**Work instructions**
Count the lines in the listing below that contain the string "target", matching case exactly. Give only the number.

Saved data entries
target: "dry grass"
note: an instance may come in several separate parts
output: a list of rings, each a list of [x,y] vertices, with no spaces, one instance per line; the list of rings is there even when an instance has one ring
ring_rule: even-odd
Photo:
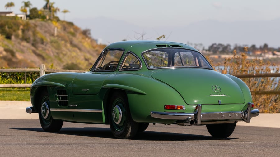
[[[234,50],[232,57],[226,58],[224,70],[230,74],[279,73],[279,67],[268,61],[264,63],[259,59],[249,60],[246,52],[248,47],[244,47],[244,52],[241,56],[236,55]],[[211,60],[209,61],[211,62]],[[220,63],[214,65],[219,67]],[[241,78],[251,91],[280,90],[280,80],[277,77],[263,77]],[[255,108],[263,113],[280,113],[280,96],[279,94],[252,95]]]

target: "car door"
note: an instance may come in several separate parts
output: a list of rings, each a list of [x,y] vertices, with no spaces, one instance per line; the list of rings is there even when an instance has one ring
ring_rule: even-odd
[[[99,92],[106,78],[116,73],[123,51],[119,49],[105,51],[91,71],[81,74],[74,79],[72,95],[68,108],[75,111],[75,121],[103,123],[103,100]]]

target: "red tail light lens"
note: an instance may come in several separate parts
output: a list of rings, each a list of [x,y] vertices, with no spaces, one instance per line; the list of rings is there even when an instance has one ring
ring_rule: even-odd
[[[185,110],[185,106],[183,105],[164,105],[164,109],[171,110]]]

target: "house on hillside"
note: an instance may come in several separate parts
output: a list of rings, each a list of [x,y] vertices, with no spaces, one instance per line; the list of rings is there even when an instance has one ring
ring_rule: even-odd
[[[24,14],[15,14],[12,11],[0,11],[0,16],[17,16],[23,20],[26,20],[26,15]]]

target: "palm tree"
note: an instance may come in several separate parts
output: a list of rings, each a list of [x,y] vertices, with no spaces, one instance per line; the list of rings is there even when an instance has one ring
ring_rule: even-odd
[[[47,11],[47,13],[46,13],[46,18],[47,20],[49,19],[49,0],[44,0],[46,2],[46,4],[44,6],[43,8],[45,10]]]
[[[60,11],[59,8],[58,7],[55,7],[54,5],[54,2],[52,2],[49,3],[49,10],[51,11],[51,19],[52,19],[55,15],[56,14],[58,11]]]
[[[25,13],[25,15],[26,15],[27,14],[27,8],[30,8],[30,7],[32,6],[32,4],[31,4],[30,2],[29,1],[27,2],[22,1],[22,3],[23,3],[23,6],[21,6],[21,8],[20,10],[21,11]]]
[[[6,8],[7,10],[8,8],[10,8],[10,11],[11,11],[11,8],[15,7],[15,3],[13,2],[8,2],[5,5],[5,7]]]
[[[65,14],[68,12],[69,12],[70,11],[69,11],[69,10],[67,9],[64,9],[61,12],[62,12],[63,14],[64,14],[64,15],[63,16],[63,20],[65,21]]]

**Worked answer**
5